__Text segment__.
The first Greek contacts with Italy are attested since prehistoric period, when Mycenaean Greeks established settlements in Central and Southern Italy and Sicily. In ancient times the Italian Peninsula south of Naples including the coasts of Calabria, Lucania, Apulia, Campania and Sicily were colonized by the Ancient Greeks beginning in the 8th century BC. The Greek settlements were so densely collected there that during the Classical period the region came to be called Magna Graecia (Greater Greece). Greeks continued to migrate to these regions in many waves from antiquity until as late as the Byzantine migrations of the 15th century.

__Material for this exercise__.
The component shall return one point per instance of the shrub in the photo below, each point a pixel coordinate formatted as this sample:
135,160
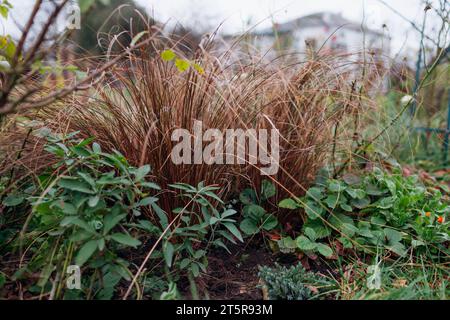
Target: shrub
380,209
293,283
150,97
87,210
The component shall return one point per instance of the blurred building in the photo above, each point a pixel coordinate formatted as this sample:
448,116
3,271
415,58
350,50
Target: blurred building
326,31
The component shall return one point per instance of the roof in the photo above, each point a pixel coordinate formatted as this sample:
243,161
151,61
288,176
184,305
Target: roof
331,20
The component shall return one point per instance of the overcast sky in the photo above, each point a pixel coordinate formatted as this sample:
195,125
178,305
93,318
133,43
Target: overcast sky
238,15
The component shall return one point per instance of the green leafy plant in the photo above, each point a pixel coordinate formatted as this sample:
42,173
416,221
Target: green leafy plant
380,209
256,218
81,214
293,283
200,226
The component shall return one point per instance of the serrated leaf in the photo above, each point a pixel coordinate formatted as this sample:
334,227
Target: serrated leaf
304,244
111,220
13,200
324,250
232,228
125,239
85,252
267,189
168,251
168,55
248,226
288,204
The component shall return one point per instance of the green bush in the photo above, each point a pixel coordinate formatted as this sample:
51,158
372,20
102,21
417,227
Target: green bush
293,283
376,210
89,209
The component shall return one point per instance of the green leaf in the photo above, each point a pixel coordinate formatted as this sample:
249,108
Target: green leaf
137,37
142,172
397,248
75,185
228,213
345,242
267,189
247,196
392,236
125,239
360,203
346,207
147,201
336,186
93,201
315,193
168,55
168,251
351,179
13,200
356,193
248,226
254,211
332,201
86,251
304,244
310,233
313,210
288,204
111,220
162,215
4,11
324,250
320,229
232,228
270,222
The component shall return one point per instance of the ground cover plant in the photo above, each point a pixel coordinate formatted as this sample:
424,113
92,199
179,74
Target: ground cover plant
92,206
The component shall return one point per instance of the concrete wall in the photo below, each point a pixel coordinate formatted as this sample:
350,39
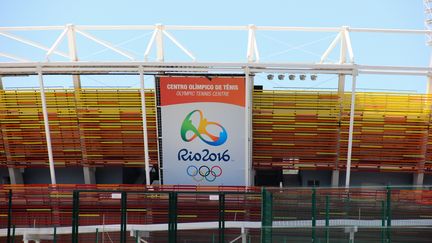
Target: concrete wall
324,177
361,178
377,179
427,180
109,175
63,176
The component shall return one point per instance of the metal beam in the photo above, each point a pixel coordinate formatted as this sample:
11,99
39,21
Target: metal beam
350,132
159,43
248,127
47,128
144,122
56,43
105,44
30,43
186,51
89,175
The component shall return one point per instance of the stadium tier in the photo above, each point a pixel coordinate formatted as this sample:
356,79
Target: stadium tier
301,130
207,214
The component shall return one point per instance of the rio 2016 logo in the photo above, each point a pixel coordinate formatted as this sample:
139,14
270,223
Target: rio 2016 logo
201,130
204,172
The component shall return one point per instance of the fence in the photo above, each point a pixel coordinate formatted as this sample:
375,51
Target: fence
119,213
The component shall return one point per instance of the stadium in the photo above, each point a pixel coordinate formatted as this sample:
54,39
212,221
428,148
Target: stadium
207,151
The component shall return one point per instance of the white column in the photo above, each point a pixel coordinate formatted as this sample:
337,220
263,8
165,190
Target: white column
159,43
47,129
341,92
248,128
144,121
15,174
350,132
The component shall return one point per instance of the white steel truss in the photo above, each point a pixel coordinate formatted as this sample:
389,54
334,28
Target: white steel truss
251,65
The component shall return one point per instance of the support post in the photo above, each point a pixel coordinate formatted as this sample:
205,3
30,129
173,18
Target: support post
123,222
89,175
383,219
313,215
75,216
351,131
47,128
266,216
172,218
327,233
97,236
418,178
9,217
144,122
388,214
159,43
15,174
248,127
341,93
55,235
221,217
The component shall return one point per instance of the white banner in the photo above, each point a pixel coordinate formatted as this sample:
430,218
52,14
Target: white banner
203,134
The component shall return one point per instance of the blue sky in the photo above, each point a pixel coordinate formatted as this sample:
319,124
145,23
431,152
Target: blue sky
373,49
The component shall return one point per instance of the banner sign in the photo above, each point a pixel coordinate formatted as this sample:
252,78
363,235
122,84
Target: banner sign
203,130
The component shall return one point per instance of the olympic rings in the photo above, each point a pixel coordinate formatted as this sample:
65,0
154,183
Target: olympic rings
204,172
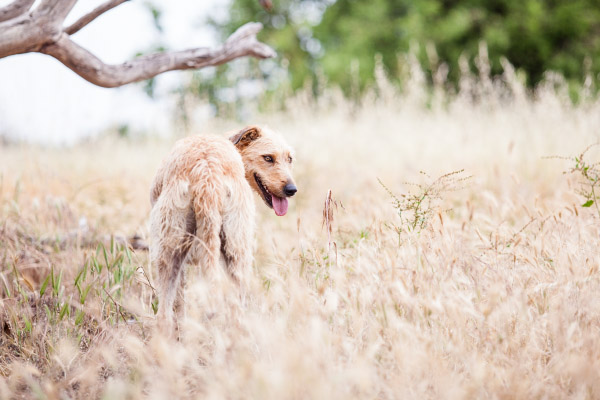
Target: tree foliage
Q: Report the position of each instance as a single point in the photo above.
(331, 38)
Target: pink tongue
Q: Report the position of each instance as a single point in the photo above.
(279, 205)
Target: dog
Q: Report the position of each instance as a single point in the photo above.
(203, 210)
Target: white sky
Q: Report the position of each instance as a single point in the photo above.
(43, 101)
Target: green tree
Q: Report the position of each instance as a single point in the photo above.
(318, 36)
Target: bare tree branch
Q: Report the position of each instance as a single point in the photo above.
(92, 15)
(241, 43)
(14, 9)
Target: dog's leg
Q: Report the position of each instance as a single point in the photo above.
(170, 245)
(180, 295)
(237, 235)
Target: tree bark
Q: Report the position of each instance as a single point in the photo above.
(14, 9)
(41, 30)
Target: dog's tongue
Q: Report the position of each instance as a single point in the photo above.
(279, 205)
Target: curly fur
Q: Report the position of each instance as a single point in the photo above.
(202, 207)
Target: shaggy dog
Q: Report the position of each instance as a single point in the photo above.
(202, 206)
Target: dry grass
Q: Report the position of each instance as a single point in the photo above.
(497, 297)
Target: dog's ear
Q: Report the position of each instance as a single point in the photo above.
(244, 137)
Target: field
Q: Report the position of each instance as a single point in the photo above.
(491, 292)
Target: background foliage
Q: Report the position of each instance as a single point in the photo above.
(338, 41)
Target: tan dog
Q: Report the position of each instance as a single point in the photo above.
(202, 206)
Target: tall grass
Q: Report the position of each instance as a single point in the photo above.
(496, 295)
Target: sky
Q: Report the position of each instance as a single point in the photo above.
(42, 101)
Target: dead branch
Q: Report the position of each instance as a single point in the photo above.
(41, 31)
(14, 9)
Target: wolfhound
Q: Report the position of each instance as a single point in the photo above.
(202, 206)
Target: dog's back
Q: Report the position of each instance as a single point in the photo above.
(201, 207)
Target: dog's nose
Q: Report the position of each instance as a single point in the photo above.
(290, 189)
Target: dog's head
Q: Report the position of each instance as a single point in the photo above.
(268, 164)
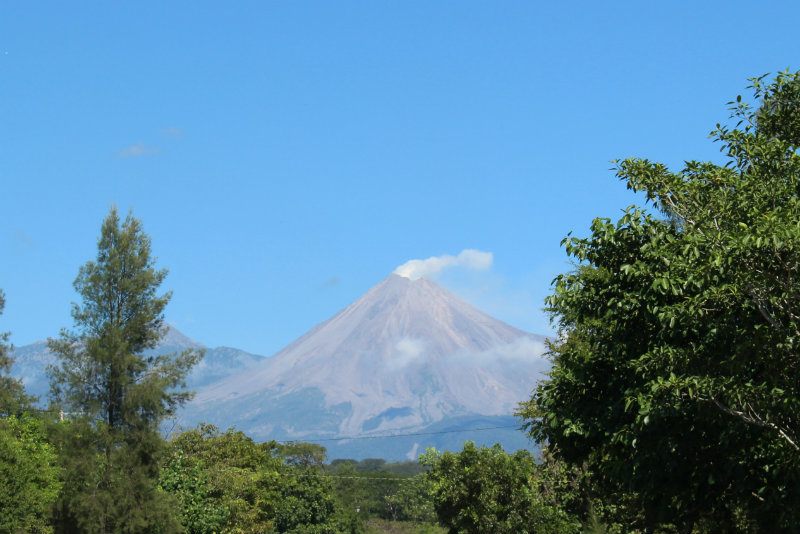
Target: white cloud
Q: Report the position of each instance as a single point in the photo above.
(137, 150)
(406, 351)
(428, 268)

__Task A__. In the text on Greek settlement in Italy, what was the region called during the Classical period?
__Task B__. Count the lines of the records that contain the string "tongue", treating case as significant, and give only the number.

__Written reply A__. Magna Graecia (Greater Greece)

__Written reply B__. 2